Personal information
- Date of birth: 27 April 1993 (age 33)
- Place of birth: Gimhae, South Korea
- Height: 1.60 m (5 ft 3 in)
- Position: Forward

Team information
- Current team: Selangor
- Number: 17

Senior career*
- Years: Team / Apps / (Gls)
- 2014–2018: Gumi Sportstoto
- 2019–2020: Suwon UDC
- 2021–2024: Gyeongju KHNP / 33 / (15)
- 2025–2026: JEF United Chiba / 5 / (0)
- 2026–: Selangor / 0 / (0)

International career^{‡}
- 2007–2010: South Korea U17 / 14 / (22)
- 2011–2012: South Korea U20 / 7 / (0)
- 2011–: South Korea / 53 / (15)

Medal record
Women's football
Representing South Korea
FIFA U-17 Women's World Cup
| Winner | 2010 Trinidad and Tobago |  |
AFC Women's Asian Cup
| Runner-up | 2022 India |  |
AFC U-16 Women's Championship
| Winner | 2009 Thailand |  |
EAFF Championship
| Runner-up | 2019 South Korea |  |

= Yeo Min-ji =

South Korean footballer

Yeo Min-ji (born 27 April 1993) is a South Korean footballer who plays as a forward for Selangor.

== Early life ==
Yeo became interested in football as a child, playing together with her older brother. She began training in earnest when she joined the football academy at Myeongseo Elementary School in Busan in the fourth grade. She was the top goalscorer when her team achieved a clean sweep of all the domestic tournament titles in 2005.

While playing for Haman Daesan High School and representing South Korea at youth level, Yeo sustained an injury to her right knee which required surgery. Yeo later attended Ulsan College, where she was part of the winning team at the university division of the Korean Women's National Championship.

== Club career ==
Following her performance at the 2010 FIFA U-17 Women's World Cup, Yeo was one of the most highly anticipated newcomers ahead of the start of the 2014 WK League. She was the third pick at the 2014 WK League draft, signing a three-year contract with Chungbuk Sportstoto. While playing for Sportstoto for five years, she won two Korean Women's National Championship titles with the club, and became the top goalscorer at one of the two tournaments.

[Material provided]:
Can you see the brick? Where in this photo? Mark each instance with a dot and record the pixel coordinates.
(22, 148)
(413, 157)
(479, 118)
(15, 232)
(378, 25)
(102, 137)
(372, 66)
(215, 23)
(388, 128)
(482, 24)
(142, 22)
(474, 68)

[Your objective]: State whether each of the following statements agrees with the Yeo Min-ji text, answering yes or no and quoting the words of the text that decide it. (a) Yeo joined a football academy at Myeongseo Elementary School in the fourth grade. (b) Yeo was the first pick at the 2014 WK League draft. (c) Yeo had surgery on an injured left knee.

[Reply]:
(a) Yes: "She began training in earnest when she joined the football academy at Myeongseo Elementary School in Busan in the fourth grade."
(b) No: "She was the third pick at the 2014 WK League draft"
(c) No: "Yeo sustained an injury to her right knee which required surgery."